* Information provided
....
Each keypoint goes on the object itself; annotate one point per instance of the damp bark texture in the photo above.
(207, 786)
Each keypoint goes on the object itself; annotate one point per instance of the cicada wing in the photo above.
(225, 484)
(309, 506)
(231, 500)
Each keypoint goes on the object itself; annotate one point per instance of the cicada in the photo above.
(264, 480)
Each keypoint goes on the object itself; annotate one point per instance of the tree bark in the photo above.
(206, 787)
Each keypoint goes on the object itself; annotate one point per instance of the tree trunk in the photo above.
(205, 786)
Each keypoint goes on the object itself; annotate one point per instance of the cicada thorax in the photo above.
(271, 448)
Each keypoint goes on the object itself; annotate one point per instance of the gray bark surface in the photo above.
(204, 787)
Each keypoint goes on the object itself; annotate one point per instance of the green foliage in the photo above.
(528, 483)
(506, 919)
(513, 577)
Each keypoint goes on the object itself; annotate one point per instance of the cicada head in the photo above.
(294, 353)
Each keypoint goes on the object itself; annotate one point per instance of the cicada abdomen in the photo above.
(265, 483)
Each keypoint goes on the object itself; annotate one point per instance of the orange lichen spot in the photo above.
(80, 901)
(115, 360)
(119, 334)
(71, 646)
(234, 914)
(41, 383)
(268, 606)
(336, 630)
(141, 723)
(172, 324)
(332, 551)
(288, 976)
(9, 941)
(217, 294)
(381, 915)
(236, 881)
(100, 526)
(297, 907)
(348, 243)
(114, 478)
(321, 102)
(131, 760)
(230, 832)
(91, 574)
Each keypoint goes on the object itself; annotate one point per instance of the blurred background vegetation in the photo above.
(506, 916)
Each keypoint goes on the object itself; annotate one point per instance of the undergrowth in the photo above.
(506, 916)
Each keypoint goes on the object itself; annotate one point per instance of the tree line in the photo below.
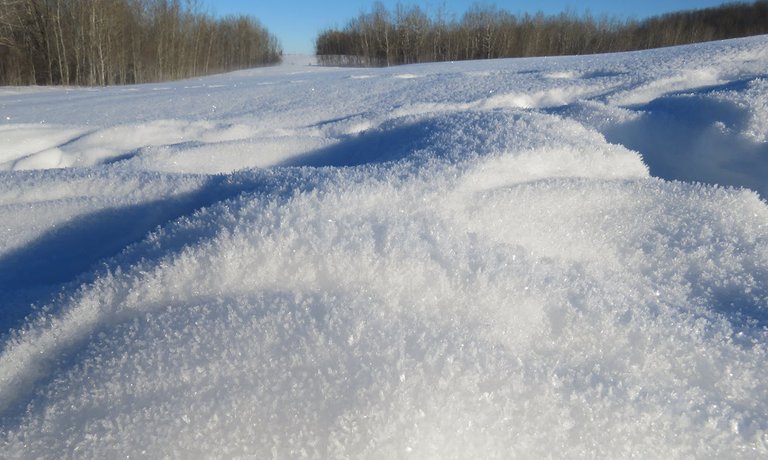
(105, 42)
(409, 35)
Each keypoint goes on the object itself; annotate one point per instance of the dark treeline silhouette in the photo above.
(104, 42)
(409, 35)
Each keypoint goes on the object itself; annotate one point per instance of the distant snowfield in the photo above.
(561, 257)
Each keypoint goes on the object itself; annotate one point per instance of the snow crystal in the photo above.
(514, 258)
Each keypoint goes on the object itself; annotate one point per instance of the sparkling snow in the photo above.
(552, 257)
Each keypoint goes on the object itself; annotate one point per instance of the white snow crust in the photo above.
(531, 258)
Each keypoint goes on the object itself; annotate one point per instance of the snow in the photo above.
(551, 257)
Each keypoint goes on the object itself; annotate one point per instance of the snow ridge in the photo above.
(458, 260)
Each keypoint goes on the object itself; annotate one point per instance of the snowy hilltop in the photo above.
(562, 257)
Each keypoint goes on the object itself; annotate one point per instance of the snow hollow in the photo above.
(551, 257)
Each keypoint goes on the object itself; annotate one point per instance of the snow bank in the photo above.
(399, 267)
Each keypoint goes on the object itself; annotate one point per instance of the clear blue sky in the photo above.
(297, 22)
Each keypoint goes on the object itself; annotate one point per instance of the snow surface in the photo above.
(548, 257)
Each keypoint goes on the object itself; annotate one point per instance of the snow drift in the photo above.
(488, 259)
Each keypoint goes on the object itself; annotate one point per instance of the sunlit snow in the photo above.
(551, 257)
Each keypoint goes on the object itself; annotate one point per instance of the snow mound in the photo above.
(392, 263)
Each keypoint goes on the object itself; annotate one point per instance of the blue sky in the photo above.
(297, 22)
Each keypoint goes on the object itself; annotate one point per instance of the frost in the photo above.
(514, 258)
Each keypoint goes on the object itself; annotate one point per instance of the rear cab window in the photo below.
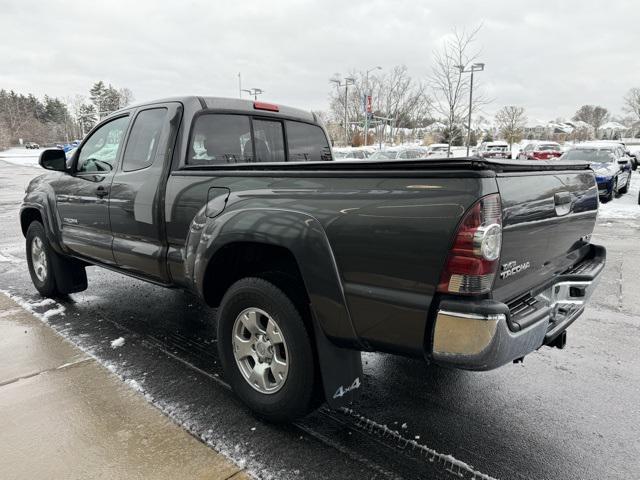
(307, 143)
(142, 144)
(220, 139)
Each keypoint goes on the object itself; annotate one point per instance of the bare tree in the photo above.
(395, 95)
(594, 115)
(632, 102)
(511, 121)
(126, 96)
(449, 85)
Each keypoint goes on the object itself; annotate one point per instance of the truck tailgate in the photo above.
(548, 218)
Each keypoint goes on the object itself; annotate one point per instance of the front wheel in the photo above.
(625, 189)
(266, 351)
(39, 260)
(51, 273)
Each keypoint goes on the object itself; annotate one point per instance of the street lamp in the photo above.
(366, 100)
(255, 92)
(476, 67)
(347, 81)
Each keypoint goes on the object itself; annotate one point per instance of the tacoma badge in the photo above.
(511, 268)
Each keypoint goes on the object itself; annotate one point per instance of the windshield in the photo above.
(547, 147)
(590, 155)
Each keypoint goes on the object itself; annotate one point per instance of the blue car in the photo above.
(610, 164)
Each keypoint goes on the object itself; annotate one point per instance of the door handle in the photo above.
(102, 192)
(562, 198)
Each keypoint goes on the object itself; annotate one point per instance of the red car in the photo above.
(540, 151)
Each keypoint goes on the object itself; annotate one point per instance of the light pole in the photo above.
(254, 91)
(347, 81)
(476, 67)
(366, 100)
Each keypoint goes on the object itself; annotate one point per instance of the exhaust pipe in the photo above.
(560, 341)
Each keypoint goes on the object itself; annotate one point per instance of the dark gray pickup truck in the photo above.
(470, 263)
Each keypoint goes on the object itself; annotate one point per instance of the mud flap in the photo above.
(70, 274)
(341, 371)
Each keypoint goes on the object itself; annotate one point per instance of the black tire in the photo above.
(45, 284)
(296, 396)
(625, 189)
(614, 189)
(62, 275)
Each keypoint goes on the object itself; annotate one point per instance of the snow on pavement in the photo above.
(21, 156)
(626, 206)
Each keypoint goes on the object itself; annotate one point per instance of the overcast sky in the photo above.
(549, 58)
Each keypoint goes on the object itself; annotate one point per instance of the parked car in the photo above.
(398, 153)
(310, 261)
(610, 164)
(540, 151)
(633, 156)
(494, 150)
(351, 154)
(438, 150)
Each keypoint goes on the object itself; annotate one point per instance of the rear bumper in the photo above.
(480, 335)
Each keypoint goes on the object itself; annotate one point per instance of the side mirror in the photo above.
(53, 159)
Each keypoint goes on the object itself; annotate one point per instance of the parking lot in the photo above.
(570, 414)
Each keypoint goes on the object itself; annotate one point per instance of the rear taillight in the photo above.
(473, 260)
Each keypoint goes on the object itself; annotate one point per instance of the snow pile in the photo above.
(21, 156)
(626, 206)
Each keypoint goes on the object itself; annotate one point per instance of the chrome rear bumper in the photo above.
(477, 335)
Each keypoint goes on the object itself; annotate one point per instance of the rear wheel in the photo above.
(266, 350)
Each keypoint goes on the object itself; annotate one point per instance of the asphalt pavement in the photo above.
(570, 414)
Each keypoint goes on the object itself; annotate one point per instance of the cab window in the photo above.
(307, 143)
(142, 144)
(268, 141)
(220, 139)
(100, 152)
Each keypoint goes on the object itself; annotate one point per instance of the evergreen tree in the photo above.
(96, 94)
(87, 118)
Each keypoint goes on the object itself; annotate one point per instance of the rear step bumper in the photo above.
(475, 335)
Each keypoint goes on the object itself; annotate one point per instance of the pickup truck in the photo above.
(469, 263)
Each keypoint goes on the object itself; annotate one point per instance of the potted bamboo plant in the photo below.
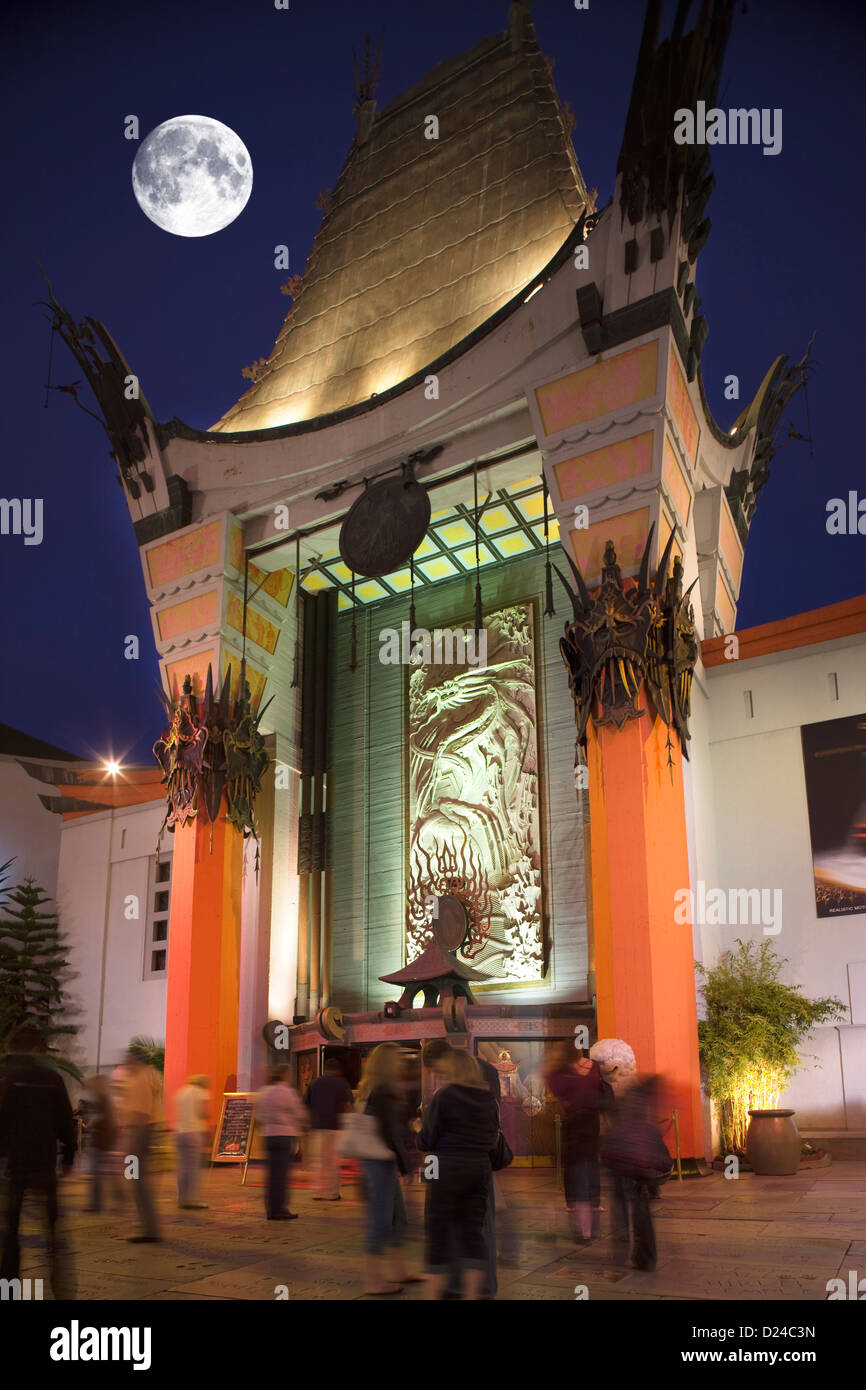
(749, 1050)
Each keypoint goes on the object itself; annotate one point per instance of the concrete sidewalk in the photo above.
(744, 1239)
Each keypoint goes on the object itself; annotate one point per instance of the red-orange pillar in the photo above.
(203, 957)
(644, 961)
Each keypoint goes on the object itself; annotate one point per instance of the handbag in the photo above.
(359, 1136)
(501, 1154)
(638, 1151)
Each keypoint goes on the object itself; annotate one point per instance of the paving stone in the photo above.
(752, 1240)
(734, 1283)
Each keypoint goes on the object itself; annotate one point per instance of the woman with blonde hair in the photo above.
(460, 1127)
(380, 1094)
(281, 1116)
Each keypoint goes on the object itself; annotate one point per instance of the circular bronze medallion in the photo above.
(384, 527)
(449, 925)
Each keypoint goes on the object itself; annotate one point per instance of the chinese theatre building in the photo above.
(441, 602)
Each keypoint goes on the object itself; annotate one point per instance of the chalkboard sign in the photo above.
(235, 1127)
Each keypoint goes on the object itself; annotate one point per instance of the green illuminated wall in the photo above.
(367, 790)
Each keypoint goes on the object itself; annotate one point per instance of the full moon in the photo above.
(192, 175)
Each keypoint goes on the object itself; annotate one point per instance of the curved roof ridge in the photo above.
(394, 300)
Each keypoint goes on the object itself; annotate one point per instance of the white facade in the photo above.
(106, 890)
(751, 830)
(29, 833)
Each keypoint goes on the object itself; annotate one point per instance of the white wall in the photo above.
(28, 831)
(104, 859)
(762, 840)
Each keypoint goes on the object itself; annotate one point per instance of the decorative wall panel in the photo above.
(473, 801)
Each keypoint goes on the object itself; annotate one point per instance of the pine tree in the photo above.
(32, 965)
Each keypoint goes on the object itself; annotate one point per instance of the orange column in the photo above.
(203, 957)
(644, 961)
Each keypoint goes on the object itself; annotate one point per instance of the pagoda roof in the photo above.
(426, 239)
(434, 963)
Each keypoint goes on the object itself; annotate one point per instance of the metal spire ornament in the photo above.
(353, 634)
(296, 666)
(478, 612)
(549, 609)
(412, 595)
....
* The exercise
Repeat only the stretch of lines that begins at the line containing "pine tree in the photo above." and ends at the last line above, both included.

* Result
Each keypoint goes on the object itself; annotate one point per instance of the pine tree in the photo above.
(32, 965)
Each keypoint goes on the object itself; annotate one point per instance of the orange column in the photo above.
(203, 957)
(644, 961)
Each keypoint goes on the object itself; annotate one point per instance of the pagoda roof in the photo above.
(426, 239)
(434, 963)
Each keypoint goes on the object itself; annotate one point per instance of the metal spire ornament in the photo above.
(353, 634)
(296, 666)
(478, 612)
(549, 609)
(412, 595)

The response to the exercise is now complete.